GOAL OF THE EXERCISE:
Nothing but a number should be given: the count of lines in the data that include the string "window".

PROVIDED DATA:
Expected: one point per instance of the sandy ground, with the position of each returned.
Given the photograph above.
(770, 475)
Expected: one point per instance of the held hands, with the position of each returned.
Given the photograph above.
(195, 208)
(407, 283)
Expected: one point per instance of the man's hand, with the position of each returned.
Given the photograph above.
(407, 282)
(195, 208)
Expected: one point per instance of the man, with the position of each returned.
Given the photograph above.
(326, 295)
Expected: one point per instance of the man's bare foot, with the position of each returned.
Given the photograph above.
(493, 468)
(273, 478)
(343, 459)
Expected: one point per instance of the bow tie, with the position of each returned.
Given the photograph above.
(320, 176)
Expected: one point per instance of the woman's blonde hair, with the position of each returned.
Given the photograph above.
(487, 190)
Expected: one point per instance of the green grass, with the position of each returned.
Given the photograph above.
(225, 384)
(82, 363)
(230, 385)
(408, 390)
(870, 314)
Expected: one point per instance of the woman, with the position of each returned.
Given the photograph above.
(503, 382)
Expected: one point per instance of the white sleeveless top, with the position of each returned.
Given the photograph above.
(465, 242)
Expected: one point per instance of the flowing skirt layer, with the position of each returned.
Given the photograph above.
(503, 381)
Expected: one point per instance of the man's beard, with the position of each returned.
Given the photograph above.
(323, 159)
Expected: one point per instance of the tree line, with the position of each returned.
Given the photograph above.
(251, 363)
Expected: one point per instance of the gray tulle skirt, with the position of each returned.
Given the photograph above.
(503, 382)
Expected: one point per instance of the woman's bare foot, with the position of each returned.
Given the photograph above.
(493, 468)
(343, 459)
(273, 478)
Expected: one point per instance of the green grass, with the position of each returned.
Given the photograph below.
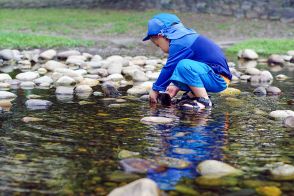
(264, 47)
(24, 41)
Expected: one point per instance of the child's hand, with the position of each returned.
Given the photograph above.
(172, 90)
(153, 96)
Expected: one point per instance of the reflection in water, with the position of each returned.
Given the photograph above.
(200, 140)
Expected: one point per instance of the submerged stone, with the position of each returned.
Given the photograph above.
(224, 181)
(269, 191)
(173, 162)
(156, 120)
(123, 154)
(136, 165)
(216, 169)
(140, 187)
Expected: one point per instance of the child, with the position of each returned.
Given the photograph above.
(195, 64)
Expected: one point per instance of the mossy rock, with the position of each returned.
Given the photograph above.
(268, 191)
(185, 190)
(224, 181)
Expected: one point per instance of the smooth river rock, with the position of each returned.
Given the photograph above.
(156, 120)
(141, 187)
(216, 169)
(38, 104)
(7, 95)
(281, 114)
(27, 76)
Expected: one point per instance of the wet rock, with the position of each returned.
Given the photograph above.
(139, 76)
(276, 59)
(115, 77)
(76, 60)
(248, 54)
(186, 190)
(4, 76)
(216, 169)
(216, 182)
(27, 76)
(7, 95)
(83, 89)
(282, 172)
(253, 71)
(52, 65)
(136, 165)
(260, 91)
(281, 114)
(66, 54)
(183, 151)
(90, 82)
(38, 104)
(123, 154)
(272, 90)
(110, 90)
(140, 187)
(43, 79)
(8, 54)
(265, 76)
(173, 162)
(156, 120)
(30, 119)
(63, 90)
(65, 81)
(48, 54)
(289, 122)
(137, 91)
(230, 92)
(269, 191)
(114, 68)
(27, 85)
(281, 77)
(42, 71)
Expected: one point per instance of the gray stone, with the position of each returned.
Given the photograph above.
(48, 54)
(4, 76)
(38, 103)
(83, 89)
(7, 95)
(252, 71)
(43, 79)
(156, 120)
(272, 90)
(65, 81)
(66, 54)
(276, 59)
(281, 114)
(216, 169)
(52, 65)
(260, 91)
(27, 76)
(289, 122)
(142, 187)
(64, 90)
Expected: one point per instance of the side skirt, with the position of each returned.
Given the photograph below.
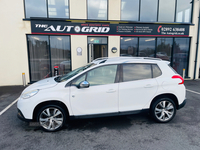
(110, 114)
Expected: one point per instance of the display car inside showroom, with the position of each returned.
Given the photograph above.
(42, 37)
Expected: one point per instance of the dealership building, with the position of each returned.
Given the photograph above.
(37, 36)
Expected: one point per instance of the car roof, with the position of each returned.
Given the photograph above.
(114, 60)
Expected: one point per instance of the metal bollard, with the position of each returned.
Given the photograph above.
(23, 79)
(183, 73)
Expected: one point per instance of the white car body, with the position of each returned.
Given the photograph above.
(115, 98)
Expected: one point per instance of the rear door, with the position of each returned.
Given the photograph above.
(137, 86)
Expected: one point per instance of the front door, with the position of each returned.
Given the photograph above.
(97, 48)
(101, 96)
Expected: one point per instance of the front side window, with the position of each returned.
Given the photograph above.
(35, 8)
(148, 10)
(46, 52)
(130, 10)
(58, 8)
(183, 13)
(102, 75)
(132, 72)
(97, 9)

==

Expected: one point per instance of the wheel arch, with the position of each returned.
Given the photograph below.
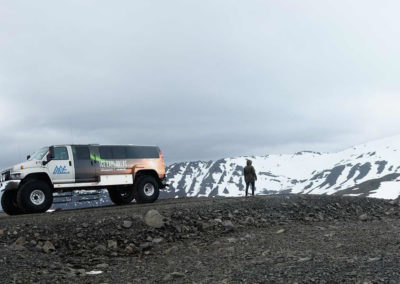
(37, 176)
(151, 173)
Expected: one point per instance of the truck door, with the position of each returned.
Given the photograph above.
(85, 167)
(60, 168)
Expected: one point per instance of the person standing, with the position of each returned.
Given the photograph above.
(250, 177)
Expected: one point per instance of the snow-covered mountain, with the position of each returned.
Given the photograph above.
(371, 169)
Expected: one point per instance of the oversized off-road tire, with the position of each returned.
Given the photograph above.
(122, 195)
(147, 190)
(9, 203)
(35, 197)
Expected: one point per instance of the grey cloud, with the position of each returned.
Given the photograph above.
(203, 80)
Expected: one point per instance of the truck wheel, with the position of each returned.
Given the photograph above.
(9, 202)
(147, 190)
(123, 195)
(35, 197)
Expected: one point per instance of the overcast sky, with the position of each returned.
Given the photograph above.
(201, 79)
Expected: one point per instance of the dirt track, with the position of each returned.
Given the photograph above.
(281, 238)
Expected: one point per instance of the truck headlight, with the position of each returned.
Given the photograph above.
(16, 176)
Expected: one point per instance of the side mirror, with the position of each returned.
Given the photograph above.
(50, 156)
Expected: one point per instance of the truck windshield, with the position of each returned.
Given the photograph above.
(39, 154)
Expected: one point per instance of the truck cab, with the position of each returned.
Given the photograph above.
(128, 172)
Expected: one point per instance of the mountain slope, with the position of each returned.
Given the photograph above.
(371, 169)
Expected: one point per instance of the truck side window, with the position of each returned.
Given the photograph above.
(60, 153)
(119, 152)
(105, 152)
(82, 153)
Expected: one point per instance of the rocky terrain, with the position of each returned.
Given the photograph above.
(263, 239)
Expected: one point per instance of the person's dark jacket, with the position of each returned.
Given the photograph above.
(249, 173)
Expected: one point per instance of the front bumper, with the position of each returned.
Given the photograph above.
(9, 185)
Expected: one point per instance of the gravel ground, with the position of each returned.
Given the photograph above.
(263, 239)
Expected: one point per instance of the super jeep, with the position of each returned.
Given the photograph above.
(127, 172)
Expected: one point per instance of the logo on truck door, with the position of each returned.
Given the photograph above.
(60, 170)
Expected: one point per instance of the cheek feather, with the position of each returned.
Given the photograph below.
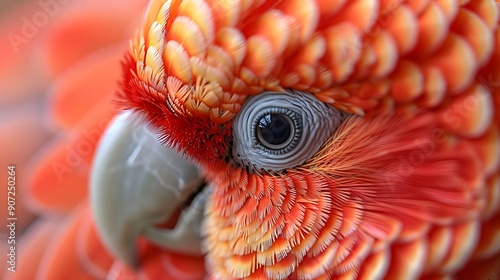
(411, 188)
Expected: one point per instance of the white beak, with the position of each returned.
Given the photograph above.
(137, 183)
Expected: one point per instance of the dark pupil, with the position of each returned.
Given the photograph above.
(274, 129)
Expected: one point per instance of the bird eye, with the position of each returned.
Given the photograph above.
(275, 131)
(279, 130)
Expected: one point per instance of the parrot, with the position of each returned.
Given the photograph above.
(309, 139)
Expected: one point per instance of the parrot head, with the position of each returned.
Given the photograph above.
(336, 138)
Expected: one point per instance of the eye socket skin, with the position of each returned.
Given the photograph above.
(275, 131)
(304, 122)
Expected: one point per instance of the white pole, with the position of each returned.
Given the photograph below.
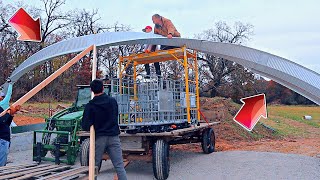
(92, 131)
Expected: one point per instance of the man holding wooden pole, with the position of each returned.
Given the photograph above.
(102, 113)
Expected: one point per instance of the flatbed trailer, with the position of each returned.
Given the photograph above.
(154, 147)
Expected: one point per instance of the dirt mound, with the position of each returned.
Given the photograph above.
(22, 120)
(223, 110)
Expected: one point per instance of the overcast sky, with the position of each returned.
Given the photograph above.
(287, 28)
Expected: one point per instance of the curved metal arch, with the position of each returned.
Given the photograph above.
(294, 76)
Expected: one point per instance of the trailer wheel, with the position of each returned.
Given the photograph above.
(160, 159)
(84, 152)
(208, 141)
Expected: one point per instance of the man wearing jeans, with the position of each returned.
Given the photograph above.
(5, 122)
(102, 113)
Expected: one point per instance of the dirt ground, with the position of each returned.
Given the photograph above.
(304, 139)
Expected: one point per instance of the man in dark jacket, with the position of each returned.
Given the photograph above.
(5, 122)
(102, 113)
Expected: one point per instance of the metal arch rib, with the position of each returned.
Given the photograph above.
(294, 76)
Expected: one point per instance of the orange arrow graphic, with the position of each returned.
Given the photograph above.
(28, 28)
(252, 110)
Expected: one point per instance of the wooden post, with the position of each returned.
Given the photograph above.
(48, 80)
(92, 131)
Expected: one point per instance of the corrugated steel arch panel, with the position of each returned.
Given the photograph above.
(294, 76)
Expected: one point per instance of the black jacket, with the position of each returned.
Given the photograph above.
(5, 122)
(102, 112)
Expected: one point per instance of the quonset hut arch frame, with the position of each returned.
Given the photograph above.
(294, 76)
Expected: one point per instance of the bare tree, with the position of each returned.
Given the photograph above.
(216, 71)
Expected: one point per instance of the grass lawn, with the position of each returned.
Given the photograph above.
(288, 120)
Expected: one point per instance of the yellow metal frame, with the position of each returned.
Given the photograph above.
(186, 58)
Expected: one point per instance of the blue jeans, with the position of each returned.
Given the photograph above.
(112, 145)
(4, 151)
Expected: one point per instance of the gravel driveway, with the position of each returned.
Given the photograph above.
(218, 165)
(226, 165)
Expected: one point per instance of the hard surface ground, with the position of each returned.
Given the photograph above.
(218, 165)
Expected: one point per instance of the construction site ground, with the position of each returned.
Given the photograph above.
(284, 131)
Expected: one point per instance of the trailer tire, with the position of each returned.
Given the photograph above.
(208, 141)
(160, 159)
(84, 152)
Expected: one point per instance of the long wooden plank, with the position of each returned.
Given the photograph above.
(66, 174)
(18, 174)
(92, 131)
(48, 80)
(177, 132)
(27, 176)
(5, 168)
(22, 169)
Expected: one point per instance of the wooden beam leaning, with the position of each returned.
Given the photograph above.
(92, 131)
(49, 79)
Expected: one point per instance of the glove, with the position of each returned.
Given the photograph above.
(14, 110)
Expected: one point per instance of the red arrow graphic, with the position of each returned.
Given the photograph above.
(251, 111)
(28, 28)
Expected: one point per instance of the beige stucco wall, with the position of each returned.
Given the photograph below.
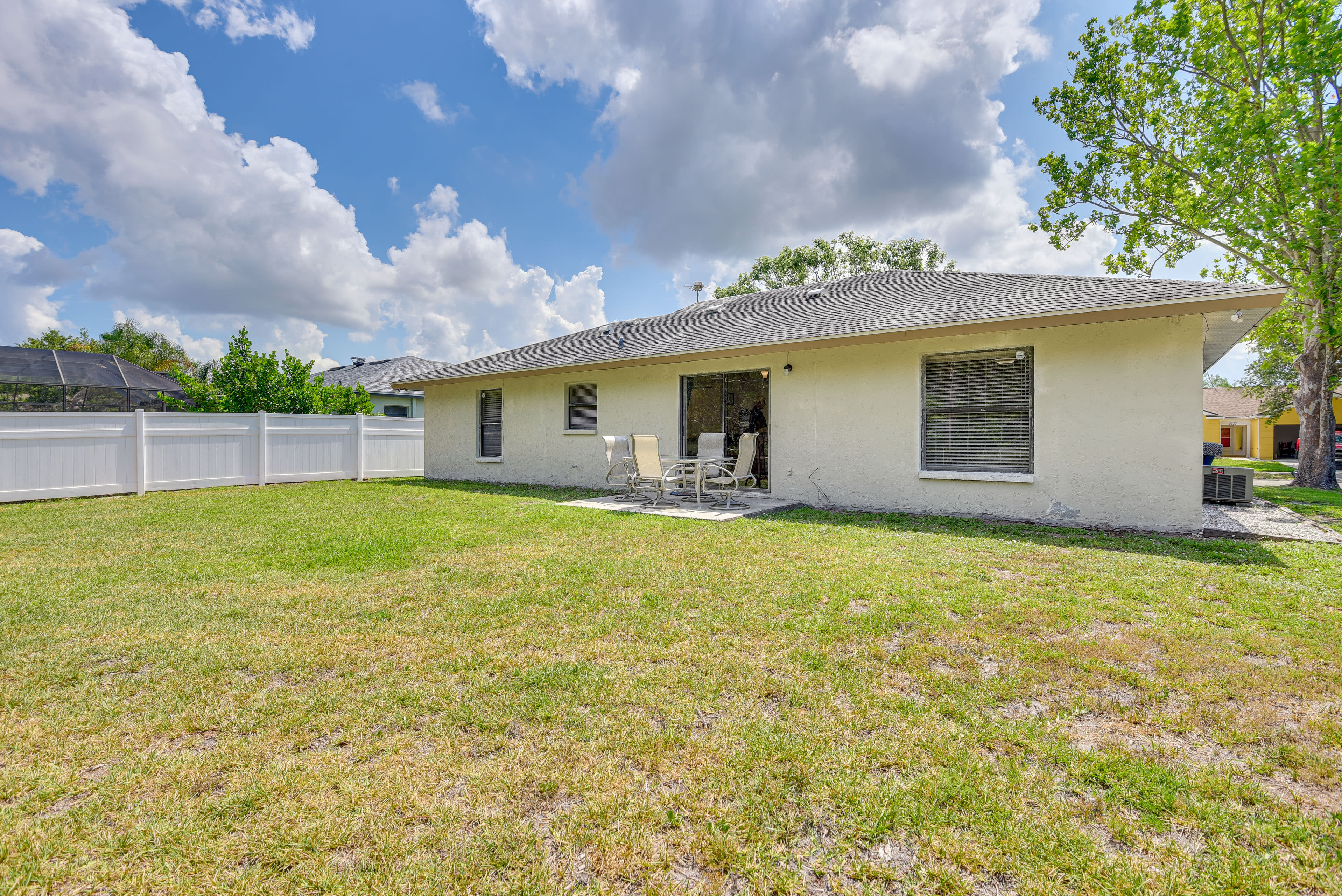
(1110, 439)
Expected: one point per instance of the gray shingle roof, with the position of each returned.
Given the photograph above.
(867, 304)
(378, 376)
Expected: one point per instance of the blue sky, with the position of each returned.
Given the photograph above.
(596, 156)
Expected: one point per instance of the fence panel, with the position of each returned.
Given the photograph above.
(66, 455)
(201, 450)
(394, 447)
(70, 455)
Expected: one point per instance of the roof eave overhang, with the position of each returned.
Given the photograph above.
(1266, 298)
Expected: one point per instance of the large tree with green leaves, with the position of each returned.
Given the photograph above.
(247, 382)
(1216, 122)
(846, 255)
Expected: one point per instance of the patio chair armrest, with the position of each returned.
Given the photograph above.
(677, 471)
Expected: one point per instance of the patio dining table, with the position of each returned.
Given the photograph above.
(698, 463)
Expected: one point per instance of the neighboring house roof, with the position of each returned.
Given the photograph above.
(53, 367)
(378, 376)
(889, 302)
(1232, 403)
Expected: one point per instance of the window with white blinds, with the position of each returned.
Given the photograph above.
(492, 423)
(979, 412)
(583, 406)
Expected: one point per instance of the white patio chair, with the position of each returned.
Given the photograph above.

SOLUTION:
3